Start of DATASET EXTRACT

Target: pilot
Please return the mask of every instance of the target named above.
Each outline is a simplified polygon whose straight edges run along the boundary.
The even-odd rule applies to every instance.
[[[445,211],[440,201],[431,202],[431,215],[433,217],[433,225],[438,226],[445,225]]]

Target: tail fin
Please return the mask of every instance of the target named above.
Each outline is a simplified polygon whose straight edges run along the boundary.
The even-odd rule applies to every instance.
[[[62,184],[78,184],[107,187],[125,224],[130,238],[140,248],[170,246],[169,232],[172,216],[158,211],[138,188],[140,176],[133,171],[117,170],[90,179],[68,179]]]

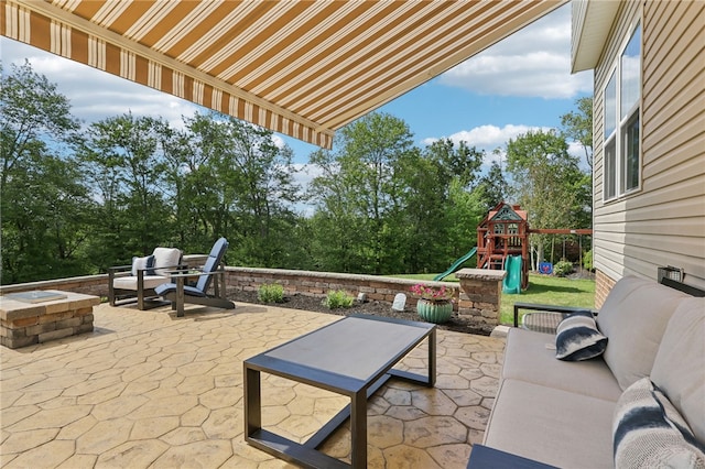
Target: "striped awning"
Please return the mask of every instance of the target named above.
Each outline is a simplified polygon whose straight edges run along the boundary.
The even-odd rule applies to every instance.
[[[335,130],[566,0],[0,0],[0,30],[296,139]]]

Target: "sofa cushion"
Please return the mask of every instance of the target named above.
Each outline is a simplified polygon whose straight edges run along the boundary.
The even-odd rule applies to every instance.
[[[137,276],[137,271],[145,271],[145,275],[153,274],[152,268],[154,266],[154,254],[145,255],[144,258],[132,258],[132,275]]]
[[[617,402],[621,388],[601,358],[579,362],[555,359],[553,336],[512,328],[505,347],[502,379],[517,379]]]
[[[615,402],[503,380],[484,444],[561,468],[611,468],[614,412]]]
[[[649,378],[619,397],[612,424],[616,468],[703,468],[687,423]]]
[[[599,334],[589,310],[568,315],[558,324],[555,336],[555,358],[583,361],[599,357],[607,347],[607,337]]]
[[[690,295],[631,276],[607,295],[597,325],[609,340],[603,357],[622,390],[651,374],[665,326],[685,297]]]
[[[154,248],[154,274],[169,277],[180,263],[182,252],[176,248]]]
[[[705,298],[679,305],[663,335],[651,381],[705,444]]]

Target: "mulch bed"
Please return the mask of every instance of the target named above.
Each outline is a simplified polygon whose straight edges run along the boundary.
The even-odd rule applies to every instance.
[[[257,292],[232,292],[229,298],[234,302],[262,304],[257,299]],[[291,309],[304,309],[314,313],[333,314],[337,316],[348,316],[351,314],[368,314],[380,317],[392,317],[406,320],[422,320],[416,314],[415,309],[406,308],[403,312],[392,309],[391,305],[386,302],[356,302],[349,308],[329,309],[324,306],[322,298],[305,295],[289,295],[284,297],[284,303],[271,304],[271,306],[278,306],[282,308]],[[477,325],[471,324],[469,320],[454,315],[451,320],[438,325],[438,329],[453,330],[456,332],[477,334],[480,336],[489,336],[491,330],[485,330]]]

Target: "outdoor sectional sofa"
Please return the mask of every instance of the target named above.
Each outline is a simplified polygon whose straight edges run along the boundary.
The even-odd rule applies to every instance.
[[[614,467],[614,427],[623,433],[625,415],[641,405],[630,403],[633,393],[643,394],[638,388],[651,381],[665,395],[660,399],[670,401],[684,417],[695,439],[685,445],[687,450],[695,447],[695,459],[680,447],[661,457],[681,458],[683,467],[701,463],[698,450],[705,447],[705,298],[653,281],[625,277],[614,286],[596,320],[607,346],[601,356],[585,361],[557,360],[556,336],[510,329],[484,446],[562,468]],[[660,395],[655,391],[647,394]],[[677,422],[675,414],[672,421]],[[659,435],[642,437],[660,432],[659,424],[653,426],[657,429],[633,429],[623,439],[620,434],[620,441],[626,443],[620,444],[623,447],[619,446],[617,458],[626,458],[622,460],[631,467],[655,467],[653,460],[639,459],[659,457],[658,448],[655,456],[650,454],[654,449],[650,445],[670,445],[660,441]]]

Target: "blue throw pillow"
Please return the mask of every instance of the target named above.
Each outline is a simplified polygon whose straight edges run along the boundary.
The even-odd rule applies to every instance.
[[[144,275],[154,275],[154,255],[144,258],[132,258],[132,275],[137,276],[137,271],[145,271]]]
[[[703,468],[703,445],[649,377],[625,390],[612,421],[615,467]]]
[[[589,360],[607,348],[607,337],[597,330],[589,310],[573,313],[558,324],[555,336],[555,358],[565,361]]]

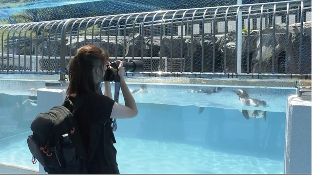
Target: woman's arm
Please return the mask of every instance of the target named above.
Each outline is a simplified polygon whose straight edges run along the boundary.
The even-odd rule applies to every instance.
[[[111,99],[113,99],[112,97],[112,90],[111,89],[111,85],[110,82],[104,82],[104,95],[109,97]]]

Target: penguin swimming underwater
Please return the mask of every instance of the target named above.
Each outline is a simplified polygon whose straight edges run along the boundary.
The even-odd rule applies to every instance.
[[[203,88],[200,90],[197,91],[197,93],[205,93],[208,95],[211,94],[212,93],[218,93],[220,92],[221,90],[222,90],[223,88],[222,87],[213,87],[211,88]],[[199,107],[199,110],[198,111],[198,114],[202,113],[204,110],[205,109],[205,107]]]
[[[140,85],[140,87],[141,87],[140,88],[133,90],[132,91],[132,93],[141,93],[147,92],[147,88],[146,87],[146,85]]]
[[[267,107],[268,105],[265,101],[249,97],[248,93],[245,90],[239,89],[233,90],[233,91],[238,96],[239,100],[244,105],[247,106],[254,106],[255,107],[263,106]]]
[[[267,112],[259,110],[241,110],[243,115],[247,120],[251,118],[263,118],[267,121]]]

End of DATASET EXTRACT

Copy all of the material above word for word, but leave out the pictures.

## WORKED ANSWER
Target: pilot
Please return the mask of every instance of the target named above.
Each outline is a simplified polygon whose straight edges run along the boundary.
The even-odd rule applies to every instance.
[[[445,211],[440,201],[431,202],[431,215],[433,217],[433,225],[438,226],[445,225]]]

Target: tail fin
Please return the mask of every instance of the target named above.
Each outline is a simplified polygon whose straight edges run along the boundary.
The even-odd rule applies to every instance.
[[[62,184],[78,184],[107,187],[125,224],[130,238],[140,248],[170,246],[169,232],[172,216],[158,211],[138,188],[140,176],[133,171],[117,170],[90,179],[68,179]]]

Target: "striped awning"
Please return the mask of every instance of the target named above.
Each outline is a simplified polygon whose straight edges run along the boundary.
The even-odd rule applies to every instance.
[[[335,130],[566,0],[0,0],[0,30],[296,139]]]

Target: "sofa cushion"
Please return the mask of every instance of the target named above.
Each outline is a simplified polygon whose straight edges run along the boundary.
The even-odd rule applies to every instance.
[[[137,276],[137,271],[145,271],[145,275],[153,274],[152,268],[154,266],[154,254],[145,255],[144,258],[132,258],[132,275]]]
[[[617,402],[621,388],[601,358],[579,362],[555,359],[553,336],[512,328],[505,347],[502,379],[517,379]]]
[[[615,402],[503,380],[484,444],[561,468],[611,468],[614,412]]]
[[[649,378],[619,397],[612,424],[616,468],[703,468],[687,423]]]
[[[599,334],[589,310],[568,315],[558,324],[555,336],[555,358],[583,361],[599,357],[607,347],[607,337]]]
[[[690,295],[631,276],[607,295],[597,325],[609,340],[603,357],[622,390],[651,374],[665,326],[685,297]]]
[[[154,248],[154,274],[169,277],[180,263],[182,252],[176,248]]]
[[[705,298],[679,305],[663,335],[651,381],[705,444]]]

Target: "mulch bed"
Please return the mask of every instance of the target named above.
Each outline is a simplified polygon whose straight edges run along the boundary.
The even-odd rule applies to every instance.
[[[257,292],[232,292],[229,298],[234,302],[262,304],[257,299]],[[291,309],[304,309],[314,313],[333,314],[337,316],[348,316],[351,314],[368,314],[380,317],[392,317],[406,320],[422,320],[416,314],[415,309],[406,308],[403,312],[392,309],[391,305],[386,302],[356,302],[349,308],[329,309],[324,306],[322,298],[305,295],[289,295],[284,297],[284,303],[271,304],[271,306],[278,306],[282,308]],[[477,325],[471,324],[469,320],[454,315],[451,320],[438,325],[438,329],[453,330],[456,332],[477,334],[480,336],[489,336],[491,330],[485,330]]]

Target: "outdoor sectional sofa"
Please return the mask of every instance of the target named above.
Each outline is a simplified polygon whose straight edges run along the boundary.
The even-odd rule applies to every instance.
[[[614,467],[614,427],[623,433],[625,415],[641,405],[630,403],[633,393],[643,394],[638,388],[651,381],[665,395],[660,399],[670,401],[684,417],[695,439],[685,445],[687,450],[695,447],[695,459],[680,447],[661,457],[681,458],[683,467],[701,463],[698,450],[705,447],[705,298],[653,281],[625,277],[614,286],[596,320],[607,346],[601,356],[585,361],[557,360],[556,336],[510,329],[484,446],[562,468]],[[660,395],[655,391],[647,394]],[[677,422],[675,414],[672,421]],[[659,435],[642,437],[660,432],[659,424],[653,426],[657,429],[633,429],[623,439],[620,434],[620,441],[626,443],[620,444],[623,447],[619,446],[617,458],[626,458],[622,460],[631,467],[655,467],[653,460],[639,459],[659,457],[658,448],[655,456],[650,454],[654,449],[650,445],[670,445],[660,441]]]

Target: "blue throw pillow"
Please return the mask of every instance of the target named above.
Each outline is a simplified polygon whose straight edges run along the boundary.
The even-odd rule applies to every instance.
[[[144,275],[154,275],[154,255],[144,258],[132,258],[132,275],[137,276],[137,271],[145,271]]]
[[[703,468],[703,445],[649,377],[625,390],[612,421],[615,467]]]
[[[589,360],[607,348],[607,337],[597,330],[589,310],[573,313],[558,324],[555,336],[555,358],[565,361]]]

Target: woman's arm
Please return the mask of every instance of the target named above.
Each outline is a simplified polygon whose straight edges run along the boundary.
The even-odd rule applies to every instance.
[[[111,99],[113,99],[112,97],[112,90],[111,89],[111,85],[110,82],[104,82],[104,95],[109,97]]]

Target: penguin swimming underwater
Please return the mask of every instance of the target named above.
Each outline is a simplified polygon whose straight edges run along the boundary.
The even-odd rule applies to every instance.
[[[203,88],[200,90],[197,91],[197,93],[205,93],[208,95],[211,94],[212,93],[218,93],[220,92],[221,90],[222,90],[223,88],[222,87],[213,87],[211,88]],[[199,107],[199,110],[198,111],[198,114],[202,113],[204,110],[205,109],[205,107]]]
[[[140,85],[140,87],[141,87],[140,88],[133,90],[132,91],[132,93],[141,93],[147,92],[147,88],[146,87],[146,85]]]
[[[267,107],[268,105],[265,101],[249,97],[248,93],[245,90],[239,89],[233,90],[233,91],[238,96],[239,100],[244,105],[247,106],[254,106],[255,107],[263,106]]]
[[[267,112],[259,110],[241,110],[243,115],[247,120],[251,118],[263,118],[267,121]]]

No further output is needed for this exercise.